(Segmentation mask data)
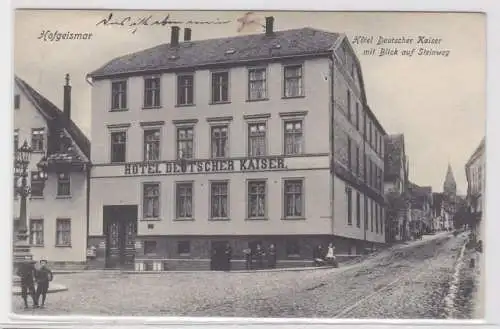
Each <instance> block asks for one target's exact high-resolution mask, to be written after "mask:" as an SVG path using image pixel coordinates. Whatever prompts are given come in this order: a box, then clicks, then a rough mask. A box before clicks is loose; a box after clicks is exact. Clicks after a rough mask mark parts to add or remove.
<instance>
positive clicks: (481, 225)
mask: <svg viewBox="0 0 500 329" xmlns="http://www.w3.org/2000/svg"><path fill="white" fill-rule="evenodd" d="M485 146H486V139H485V138H483V140H482V141H481V143H480V144H479V146H478V147H477V148H476V150H475V151H474V153H473V154H472V155H471V157H470V158H469V160H468V161H467V163H466V164H465V174H466V177H467V196H466V200H467V205H468V209H469V214H470V218H469V222H468V224H469V225H470V226H471V228H472V229H473V230H474V232H475V234H476V237H477V239H478V240H480V239H483V238H484V229H485V225H484V220H483V218H484V209H485V204H484V200H485V188H486V171H485V165H486V154H485V151H486V150H485Z"/></svg>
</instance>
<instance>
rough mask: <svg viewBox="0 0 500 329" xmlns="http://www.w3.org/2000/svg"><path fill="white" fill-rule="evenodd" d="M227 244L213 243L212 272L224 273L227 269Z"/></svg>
mask: <svg viewBox="0 0 500 329" xmlns="http://www.w3.org/2000/svg"><path fill="white" fill-rule="evenodd" d="M227 243H228V242H227V241H212V242H211V257H210V269H211V270H212V271H223V270H224V269H226V266H227V264H226V262H227V258H225V251H226V246H227Z"/></svg>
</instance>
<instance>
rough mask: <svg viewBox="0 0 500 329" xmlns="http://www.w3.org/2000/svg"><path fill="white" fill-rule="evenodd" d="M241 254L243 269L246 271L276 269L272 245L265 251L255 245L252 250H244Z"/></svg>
mask: <svg viewBox="0 0 500 329" xmlns="http://www.w3.org/2000/svg"><path fill="white" fill-rule="evenodd" d="M243 254H244V255H245V268H246V269H247V270H254V269H255V270H262V269H264V268H276V247H275V246H274V244H272V243H271V244H270V245H269V247H268V248H267V251H266V250H264V248H262V246H261V245H260V244H256V245H255V248H254V249H253V250H252V249H251V248H246V249H244V250H243ZM264 261H265V262H264Z"/></svg>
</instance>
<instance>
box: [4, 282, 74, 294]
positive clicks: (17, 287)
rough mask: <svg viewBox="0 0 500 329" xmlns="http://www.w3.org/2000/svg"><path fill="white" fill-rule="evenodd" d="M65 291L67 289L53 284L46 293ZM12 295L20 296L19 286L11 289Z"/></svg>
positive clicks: (52, 284) (65, 286) (67, 288)
mask: <svg viewBox="0 0 500 329" xmlns="http://www.w3.org/2000/svg"><path fill="white" fill-rule="evenodd" d="M67 290H68V287H66V286H63V285H62V284H57V283H55V284H51V285H50V286H49V291H48V292H47V293H49V294H53V293H56V292H61V291H67ZM12 295H14V296H21V287H19V286H14V287H12Z"/></svg>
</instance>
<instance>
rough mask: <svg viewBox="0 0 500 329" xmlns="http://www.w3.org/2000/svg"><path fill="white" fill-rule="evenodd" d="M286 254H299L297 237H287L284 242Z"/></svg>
mask: <svg viewBox="0 0 500 329" xmlns="http://www.w3.org/2000/svg"><path fill="white" fill-rule="evenodd" d="M285 248H286V255H287V256H288V257H298V256H300V243H299V240H298V239H287V240H286V242H285Z"/></svg>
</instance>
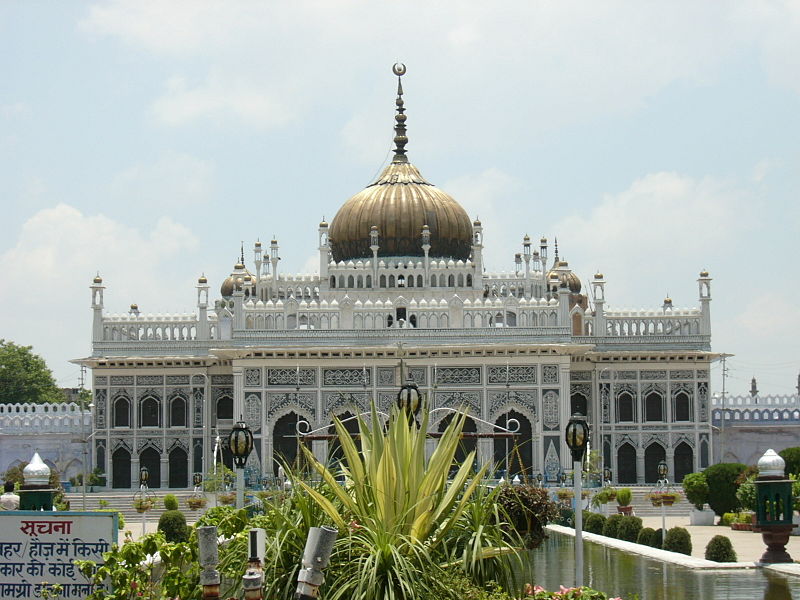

Goal of the exercise: Give back an exact reproduction of the entries, with all pictures excluded.

Response to the exercise:
Each <instance> block asks for one target's exact high-resolution mask, to be written after "mask:" as an SVG path using image pixel coordinates. Whatever prompts are given come in this order: a box, then clicks, then a rough mask. A box before clicks is loose; a box after clicks is exact. Clicks after a rough mask mark parts to add or remove.
<instance>
positive clicks: (481, 225)
mask: <svg viewBox="0 0 500 329" xmlns="http://www.w3.org/2000/svg"><path fill="white" fill-rule="evenodd" d="M485 146H486V139H485V138H483V140H482V141H481V143H480V144H479V146H478V147H477V148H476V150H475V151H474V153H473V154H472V155H471V157H470V158H469V160H468V161H467V163H466V164H465V174H466V177H467V196H466V200H467V205H468V209H469V214H470V218H469V222H468V224H469V225H470V226H471V228H472V229H473V230H474V232H475V234H476V237H477V239H478V240H480V239H483V238H484V229H485V225H484V220H483V218H484V209H485V204H484V200H485V188H486V171H485V165H486V154H485V151H486V150H485Z"/></svg>
</instance>
<instance>
rough mask: <svg viewBox="0 0 500 329" xmlns="http://www.w3.org/2000/svg"><path fill="white" fill-rule="evenodd" d="M227 244L213 243L212 272L224 273L227 269Z"/></svg>
mask: <svg viewBox="0 0 500 329" xmlns="http://www.w3.org/2000/svg"><path fill="white" fill-rule="evenodd" d="M227 243H228V242H227V241H212V242H211V257H210V269H211V270H212V271H223V270H224V269H226V266H227V264H226V262H227V258H225V251H226V246H227Z"/></svg>
</instance>
<instance>
rough mask: <svg viewBox="0 0 500 329" xmlns="http://www.w3.org/2000/svg"><path fill="white" fill-rule="evenodd" d="M241 254L243 269L246 271L276 269L272 245L265 251L255 245L252 250H244Z"/></svg>
mask: <svg viewBox="0 0 500 329" xmlns="http://www.w3.org/2000/svg"><path fill="white" fill-rule="evenodd" d="M243 254H244V255H245V268H246V269H247V270H254V269H255V270H262V269H264V268H276V247H275V246H274V244H272V243H271V244H270V245H269V247H268V248H267V251H266V250H264V248H262V246H261V245H260V244H256V245H255V248H254V249H253V250H252V249H251V248H246V249H244V250H243ZM264 261H265V262H264Z"/></svg>
</instance>
<instance>
box: [4, 282, 74, 294]
positive clicks: (17, 287)
rough mask: <svg viewBox="0 0 500 329" xmlns="http://www.w3.org/2000/svg"><path fill="white" fill-rule="evenodd" d="M65 291L67 289L53 284L46 293ZM12 295L20 296L19 286L11 289Z"/></svg>
positive clicks: (52, 284) (65, 286) (67, 288)
mask: <svg viewBox="0 0 500 329" xmlns="http://www.w3.org/2000/svg"><path fill="white" fill-rule="evenodd" d="M67 290H68V287H66V286H63V285H62V284H57V283H55V284H51V285H50V286H49V291H48V292H47V293H49V294H53V293H56V292H61V291H67ZM12 295H14V296H21V287H19V286H14V287H12Z"/></svg>
</instance>
<instance>
rough mask: <svg viewBox="0 0 500 329" xmlns="http://www.w3.org/2000/svg"><path fill="white" fill-rule="evenodd" d="M286 254H299L297 237H287L284 242Z"/></svg>
mask: <svg viewBox="0 0 500 329" xmlns="http://www.w3.org/2000/svg"><path fill="white" fill-rule="evenodd" d="M285 248H286V255H287V256H288V257H298V256H300V243H299V240H298V239H287V240H286V242H285Z"/></svg>
</instance>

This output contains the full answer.